### TASK TO COMPLETE
Could you copy every line of the listing below word for word, leaving the pictures out?

Point labels for objects
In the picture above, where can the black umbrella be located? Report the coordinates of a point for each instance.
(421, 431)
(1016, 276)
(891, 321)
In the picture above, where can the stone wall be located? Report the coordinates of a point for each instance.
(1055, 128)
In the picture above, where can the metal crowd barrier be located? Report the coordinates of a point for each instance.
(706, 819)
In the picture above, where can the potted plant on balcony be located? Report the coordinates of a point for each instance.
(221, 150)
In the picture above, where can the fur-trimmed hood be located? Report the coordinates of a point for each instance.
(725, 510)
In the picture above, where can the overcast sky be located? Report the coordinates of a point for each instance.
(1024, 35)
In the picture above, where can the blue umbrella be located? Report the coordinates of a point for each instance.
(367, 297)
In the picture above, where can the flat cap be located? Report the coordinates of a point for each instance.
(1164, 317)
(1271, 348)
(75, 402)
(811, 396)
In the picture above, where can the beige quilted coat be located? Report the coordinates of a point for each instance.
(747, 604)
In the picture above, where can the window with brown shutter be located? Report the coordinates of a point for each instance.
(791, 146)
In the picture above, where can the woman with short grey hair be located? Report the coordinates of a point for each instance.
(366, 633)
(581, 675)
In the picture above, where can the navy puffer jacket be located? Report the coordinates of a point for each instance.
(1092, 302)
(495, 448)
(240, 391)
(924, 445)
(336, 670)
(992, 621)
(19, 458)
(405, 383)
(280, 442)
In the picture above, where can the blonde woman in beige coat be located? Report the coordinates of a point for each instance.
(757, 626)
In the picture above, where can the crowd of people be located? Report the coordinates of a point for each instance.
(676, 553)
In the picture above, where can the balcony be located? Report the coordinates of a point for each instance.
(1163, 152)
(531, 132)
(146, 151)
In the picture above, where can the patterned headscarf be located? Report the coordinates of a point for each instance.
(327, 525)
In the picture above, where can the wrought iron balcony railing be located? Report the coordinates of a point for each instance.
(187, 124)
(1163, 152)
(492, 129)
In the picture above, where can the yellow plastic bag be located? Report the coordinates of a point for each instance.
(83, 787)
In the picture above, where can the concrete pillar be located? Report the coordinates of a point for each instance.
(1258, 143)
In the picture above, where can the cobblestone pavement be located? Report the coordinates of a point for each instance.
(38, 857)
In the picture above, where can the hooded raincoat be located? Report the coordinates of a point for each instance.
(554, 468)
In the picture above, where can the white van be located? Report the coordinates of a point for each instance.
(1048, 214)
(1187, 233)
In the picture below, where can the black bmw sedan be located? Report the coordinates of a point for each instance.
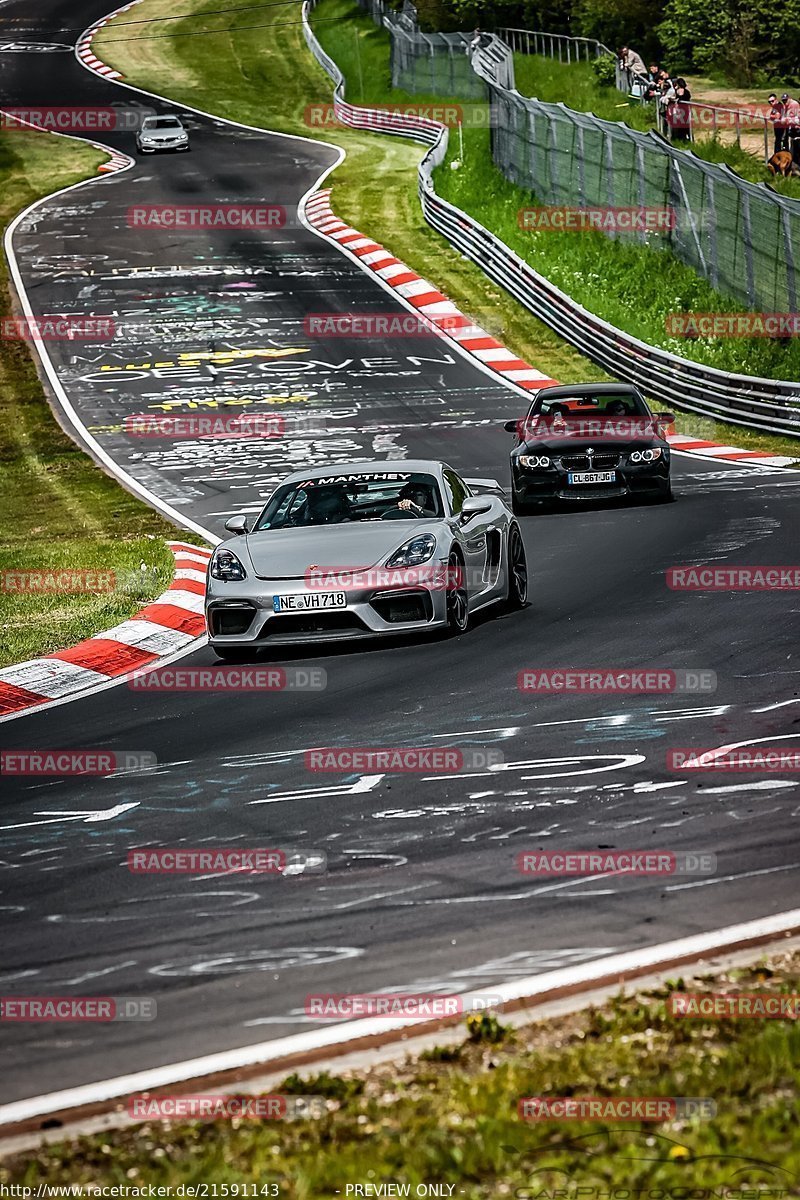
(584, 442)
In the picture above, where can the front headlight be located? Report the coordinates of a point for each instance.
(226, 567)
(417, 550)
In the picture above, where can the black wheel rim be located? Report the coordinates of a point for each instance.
(457, 600)
(518, 567)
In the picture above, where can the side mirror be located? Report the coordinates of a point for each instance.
(474, 505)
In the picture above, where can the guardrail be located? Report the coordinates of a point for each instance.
(563, 46)
(741, 400)
(707, 119)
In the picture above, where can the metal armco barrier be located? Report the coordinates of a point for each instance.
(769, 405)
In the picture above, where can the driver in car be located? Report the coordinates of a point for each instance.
(326, 505)
(415, 499)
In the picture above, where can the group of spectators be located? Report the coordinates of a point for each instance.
(654, 83)
(785, 115)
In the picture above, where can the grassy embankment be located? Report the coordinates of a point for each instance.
(266, 77)
(450, 1116)
(60, 511)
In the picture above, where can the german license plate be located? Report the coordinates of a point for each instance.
(305, 600)
(591, 477)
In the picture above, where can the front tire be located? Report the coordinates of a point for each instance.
(517, 567)
(457, 598)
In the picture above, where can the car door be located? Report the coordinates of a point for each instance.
(471, 537)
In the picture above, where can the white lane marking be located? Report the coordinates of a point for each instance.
(620, 761)
(362, 785)
(583, 975)
(88, 816)
(727, 879)
(95, 975)
(765, 785)
(719, 751)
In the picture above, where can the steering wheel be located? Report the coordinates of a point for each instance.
(400, 515)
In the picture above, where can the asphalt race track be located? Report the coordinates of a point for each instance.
(421, 891)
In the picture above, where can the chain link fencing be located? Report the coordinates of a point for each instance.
(768, 405)
(743, 238)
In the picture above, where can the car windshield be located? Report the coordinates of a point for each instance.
(335, 499)
(623, 403)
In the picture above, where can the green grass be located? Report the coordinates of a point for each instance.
(576, 85)
(268, 77)
(450, 1117)
(60, 510)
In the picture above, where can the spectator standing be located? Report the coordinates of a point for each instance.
(630, 60)
(791, 120)
(679, 113)
(776, 115)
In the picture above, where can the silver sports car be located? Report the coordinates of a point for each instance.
(364, 550)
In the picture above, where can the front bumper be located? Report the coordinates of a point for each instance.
(552, 483)
(241, 613)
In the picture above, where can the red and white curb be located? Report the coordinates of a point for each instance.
(731, 454)
(429, 303)
(322, 1047)
(166, 627)
(85, 53)
(441, 313)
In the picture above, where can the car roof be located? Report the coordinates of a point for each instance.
(378, 466)
(588, 389)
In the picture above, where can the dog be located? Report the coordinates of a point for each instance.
(782, 163)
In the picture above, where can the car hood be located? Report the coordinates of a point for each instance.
(289, 553)
(599, 444)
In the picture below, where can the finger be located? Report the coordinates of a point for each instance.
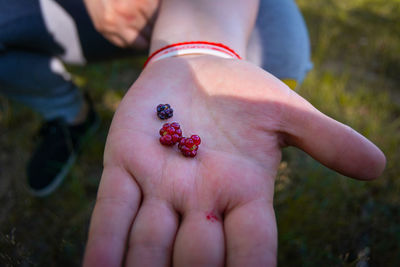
(153, 234)
(200, 241)
(251, 235)
(116, 206)
(334, 144)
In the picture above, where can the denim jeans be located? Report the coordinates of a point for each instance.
(38, 36)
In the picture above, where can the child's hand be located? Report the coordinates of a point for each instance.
(156, 207)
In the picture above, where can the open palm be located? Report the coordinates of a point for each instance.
(158, 208)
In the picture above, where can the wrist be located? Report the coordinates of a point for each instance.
(225, 21)
(195, 48)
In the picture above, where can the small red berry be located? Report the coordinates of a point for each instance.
(166, 140)
(196, 139)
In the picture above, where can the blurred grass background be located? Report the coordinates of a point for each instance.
(324, 219)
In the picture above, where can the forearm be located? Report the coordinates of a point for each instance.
(224, 21)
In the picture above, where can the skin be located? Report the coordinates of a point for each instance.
(125, 23)
(153, 203)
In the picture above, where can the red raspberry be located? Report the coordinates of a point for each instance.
(170, 134)
(189, 145)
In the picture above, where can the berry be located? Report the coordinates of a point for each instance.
(171, 133)
(164, 111)
(189, 145)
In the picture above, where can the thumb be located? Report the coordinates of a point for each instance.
(332, 143)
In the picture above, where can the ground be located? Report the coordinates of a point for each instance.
(324, 219)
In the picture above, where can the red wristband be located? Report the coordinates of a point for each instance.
(192, 48)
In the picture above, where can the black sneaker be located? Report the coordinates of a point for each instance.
(57, 151)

### ANSWER IN FULL
In the picture above, where can the black umbrella be located? Report the coordinates of a point for each instance.
(421, 431)
(1016, 276)
(891, 321)
In the picture above, where can the stone wall be located? Report the coordinates of a point for each instance.
(1055, 128)
In the picture above, where can the metal crowd barrier be located? Report the coordinates of a point for each instance.
(706, 819)
In the picture above, where can the potted plant on balcony be located? Report the coordinates of a point for each instance.
(221, 150)
In the picture above, where can the fur-trimmed hood be located? Report the coordinates of a point for each instance.
(725, 510)
In the picture above, where can the overcast sky be located? Report the coordinates of a point for each instance.
(1024, 35)
In the picture above, where can the blue umbrella be located? Report the coordinates of a point for each instance.
(367, 297)
In the picture above, where can the flat cap be located? Report the coordinates of a point for each instance.
(1164, 317)
(1271, 348)
(75, 402)
(811, 396)
In the picture above, where can the beige quilted coat be located? Report the coordinates of a point for each instance.
(747, 604)
In the picture above, where can the window with brown shutter be located? Report the coordinates of a point for each instance.
(791, 146)
In the picture above, where can the woman with short grey hair be located? Report the coordinates of a point for each instance.
(366, 633)
(581, 675)
In the picture above, where can the navy puffer jacket be located? Report the coordinates of a point for each instance.
(1092, 302)
(495, 448)
(240, 391)
(924, 445)
(336, 670)
(992, 621)
(19, 458)
(405, 383)
(280, 442)
In the picture above, where can the blonde woman in beige coat be located? Report the coordinates of a point for each instance.
(757, 626)
In the picture above, where can the crowd of people be located? Report the coordinates of a point for each instance.
(676, 553)
In the picture above, where can the balcony be located? Report the coordinates of a point for each instance.
(1163, 152)
(531, 132)
(146, 151)
In the picture above, where can the patterned headscarf be located? Report the coordinates of a point for each instance.
(327, 525)
In the picture above, where can the wrought iron balcony railing be located? Report the coordinates of a point for each instance.
(187, 124)
(1163, 152)
(492, 129)
In the picture above, where can the yellow plastic bag be located? Report the coordinates of a point for each instance.
(83, 787)
In the picture above, where can the concrete pillar be located? Report the coordinates of a point for each instance.
(1258, 143)
In the picture above, where can the cobblestone pavement be located? Report the coordinates of a point for each instance.
(38, 857)
In the picture above, where can the hooded raincoat be located? Report the coordinates of a point for each instance.
(554, 468)
In the picture above, where can the white van be located? Report the coordinates of a point for each instance.
(1048, 214)
(1187, 233)
In the picture below, where can the black bmw sedan be located? Report the coordinates of a point for each instance.
(584, 442)
In the picture above, where can the front headlight be located? Report the coordinates of a point for each instance.
(226, 567)
(417, 550)
In the picture above, where can the black wheel rim be located? Report the coordinates of a point for each instance.
(457, 600)
(518, 567)
In the picture above, where can the side mirror be located? Report the coordinates of a point for each instance.
(474, 505)
In the picture above, where can the guardrail be located? Report the coordinates of a point for each instance.
(563, 46)
(741, 400)
(707, 119)
In the picture above, where can the metal armco barrier be located? Report the coordinates of a point for each instance.
(769, 405)
In the picture above, where can the driver in car be located? Report the coordinates of a point for each instance.
(326, 505)
(415, 499)
In the picture above, where can the group of spectators be located? Report the coordinates of a point for each instance.
(654, 83)
(785, 115)
In the picture above, where can the grassy embankment be located? Report the coordinates of a point for each instance.
(266, 77)
(450, 1116)
(60, 511)
In the picture above, where can the german license plate be located? Report the coordinates of a point for each instance.
(305, 600)
(591, 477)
In the picture above, where can the front tire be located? Report the coordinates of a point for each instance.
(517, 567)
(457, 598)
In the picture above, where can the car door be located? Report the coordinates of a point for each instance.
(471, 537)
In the picture above, where can the white lane marking be located? Report the coordinates of a point for each instance.
(620, 761)
(362, 785)
(583, 975)
(88, 816)
(727, 879)
(95, 975)
(765, 785)
(719, 751)
In the picture above, where can the steering wheel be located? Report the coordinates of a point for each instance.
(400, 515)
In the picture above, where can the asphalt race track be located? Report the coordinates of a point for each instance.
(421, 891)
In the picture above, where can the chain link fencing be located? Report the coordinates of a point for each instance.
(768, 405)
(743, 238)
In the picture above, where can the car windshield be located? Report the coordinates of a point for each instance.
(335, 499)
(623, 403)
In the picture above, where can the green grass be located? Report the coordinates of a point for each instance.
(576, 85)
(268, 77)
(450, 1117)
(60, 510)
In the picture above, where can the spectator standing be located? Report the coordinates of a point for each instance.
(630, 60)
(791, 120)
(679, 113)
(776, 115)
In the picture above, where can the silver sports car be located? Report the coordinates of a point for each instance.
(364, 550)
In the picture above, where can the front bumper be located? Report the coordinates of a point for each instance.
(552, 483)
(241, 613)
In the picture above, where can the red and white curb be located? Report the coordinates of a point for each instance.
(731, 454)
(429, 303)
(322, 1047)
(166, 627)
(85, 53)
(441, 313)
In the picture above, where can the car roof be located? Report the coordinates of a point for each instance.
(378, 466)
(588, 389)
In the picture above, where can the dog be located? Report the coordinates of a point for each instance.
(782, 163)
In the picture above, where can the car hood be located? Report the coordinates of a point for each instance.
(289, 553)
(599, 444)
In the picture below, where can the finger be located? Report the coordinates of a point for each instance.
(153, 234)
(200, 241)
(251, 235)
(116, 206)
(334, 144)
In the picture above, where can the denim jeans be located? Report the coordinates of a point for each instance.
(38, 36)
In the picture above, where can the child's hand be located? Report the coordinates of a point for each instance.
(156, 207)
In the picture above, where can the open palm be located? Report the coordinates of a point for each instance.
(158, 208)
In the picture above, where can the wrist be located? Report the coordinates of a point for each instance.
(225, 21)
(195, 48)
In the picture above, where can the small red berry be located? Report the coordinates of a point for each instance.
(166, 140)
(196, 139)
In the picture above, where can the blurred grass background be located? Report the coordinates of a point for each instance.
(324, 219)
In the picture above, where can the forearm be located? Report the coordinates of a point for each instance.
(224, 21)
In the picture above, where can the skin be located? Report the coordinates of a point for each instance.
(125, 23)
(153, 203)
In the picture above, where can the red raspberry be located? Report the coordinates of a point for each instance.
(170, 134)
(189, 145)
In the picture above, where can the berry be located? Report the coordinates of a point for each instance.
(171, 133)
(164, 111)
(189, 145)
In the picture above, where can the thumb be located? Report the coordinates of a point for each instance.
(332, 143)
In the picture above, where can the ground be located? Report the coordinates of a point for each instance.
(324, 219)
In the picture above, where can the red wristband be located? Report the coordinates of a point for each instance.
(192, 48)
In the picture above, where can the black sneaker be located? Report the coordinates of a point for each instance.
(57, 151)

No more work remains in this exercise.